-------- SELECTED EXTRACT --------

In manufacturing processes, surface finish plays a crucial role in ensuring the durability and performance of a product. It involves modifying a surface’s texture, appearance, and properties through processes like machining, polishing, or coating. The benefits of doing this are numerous and include protection against corrosion, extending the product’s life span, and enhancing wear resistance. Surface finish also improves fatigue strength by minimizing stress concentrations that can lead to premature failure. Additionally, a well-finished surface enhances the product’s visual appeal and consumer perception. Overall, surface finish is a critical factor in manufacturing that can greatly impact the durability, reliability, functionality, and aesthetics of a product.

What to Expect with Surface Finishes

Surface finishes vary greatly depending on the type of machining process used. Whether the process involves cutting, polishing, or casting, each manufacturing method will interact with the part surface in a unique way. This unique interaction with the part surface can result in unique properties, roughness, and aesthetics. Therefore, it is important to remember that surface finish and manufacturing processes are deeply interrelated. Before selecting a manufacturing process for a project, forethought should be given to the desired surface finish. For example, the surface finishing resulting from cutting stock material by sawing will be different from the surface resulting from milling, grinding, or a final electro-polishing process. 

There are general characteristics related to surface finishes that help describe or characterize a surface finish. These include roughness, waviness, and lay. 

Roughness

Roughness is sometimes used interchangeably with the term surface finish, however it is actually just one of many surface finish characteristics. Roughness refers to the irregularities and deviations on the surface of a material. It quantifies the texture and unevenness of the surface at a microscopic level. 

Waviness

Waviness represents the larger-scale variations on a surface. It refers to the deviations that occur over a longer wavelength than roughness. Waviness can be caused by factors such as tool marks, machine vibrations, or inherent material variations. 

Lay

Lay describes the direction, alignment, and pattern of the surface texture. It is characterized by the predominant direction of the surface features, such as the tool marks left by machining or the alignment of the polishing strokes. The lay can significantly affect the performance and functionality of certain applications, such as sealing or friction.

--------

- _PARTS OF THE EXERCISE_:
[1] Name the general characteristics that the text on surface finish says help describe or characterize a surface finish.
[2] Answer these questions using the text on surface finish.
(a) What factors can cause waviness?
(b) What does lay describe?
(c) How does surface finish improve fatigue strength?
[3] Pick up the text on surface finish right after its last sentence and carry it forward.

-------- SOURCE MATERIAL --------

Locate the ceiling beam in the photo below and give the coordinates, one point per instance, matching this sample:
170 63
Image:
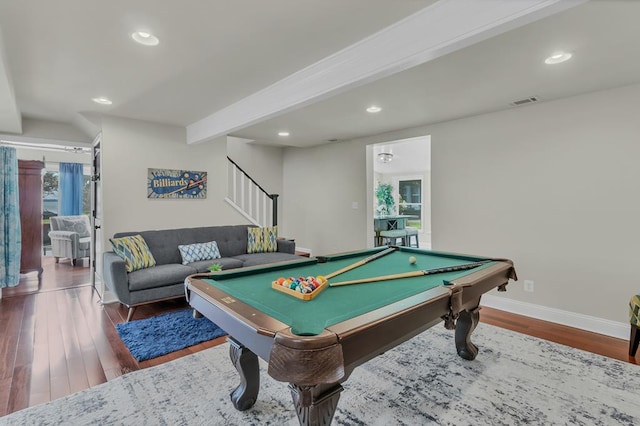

--------

- _TASK RESULTS_:
[1] Roughness, waviness, and lay.

[2]
(a) Tool marks, machine vibrations, or inherent material variations.
(b) The direction, alignment, and pattern of the surface texture.
(c) By minimizing stress concentrations that can lead to premature failure.

[3]
Helpful insight can be found in our materials pages for what to expect for surface finishes when using our services. We encourage you to reference this information so that you can be prepared for color, texture, or finish variations. 

Surface Finish vs. Surface Roughness

Surface finish and surface roughness are related but distinct concepts. Surface finish refers to the overall characteristics of a surface, including its texture, appearance, and properties. It includes characteristics such as roughness, waviness, and lay. On the other hand, surface roughness specifically focuses on the microscopic irregularities and deviations on the surface. Roughness is a quantitative measure of the fine-scale variations in height between peaks and valleys on the surface. It provides information about the texture and smoothness at a small scale. While surface roughness is a component of surface finish, surface finish encompasses a broader range of factors.

How to Calculate and Measure Surface Roughness

In general, surface roughness is calculated by determining the arithmetic average of surface heights across the surface of an object. This is usually done along an “Evaluation Length.” Several measurement systems exist but mainly fall into the categories of direct measurement methods, non-contact methods, comparison methods, and in-process methods

  • Direct Measurement Methods
    • Direct Measurement Methods use a stylus that runs along the surface. A resulting registered profile determines the roughness. 
  • Non-Contact Methods
    • Non-contact methods use optical equipment, light, and optical sensors to measure the roughness.
  • Comparison Methods
    • Comparison methods take physical samples and compare them against surfaces of known roughness parameters. 
  • In-Process Methods
    • In-process methods use inductance and electromagnetic energy to make surface roughness measurements.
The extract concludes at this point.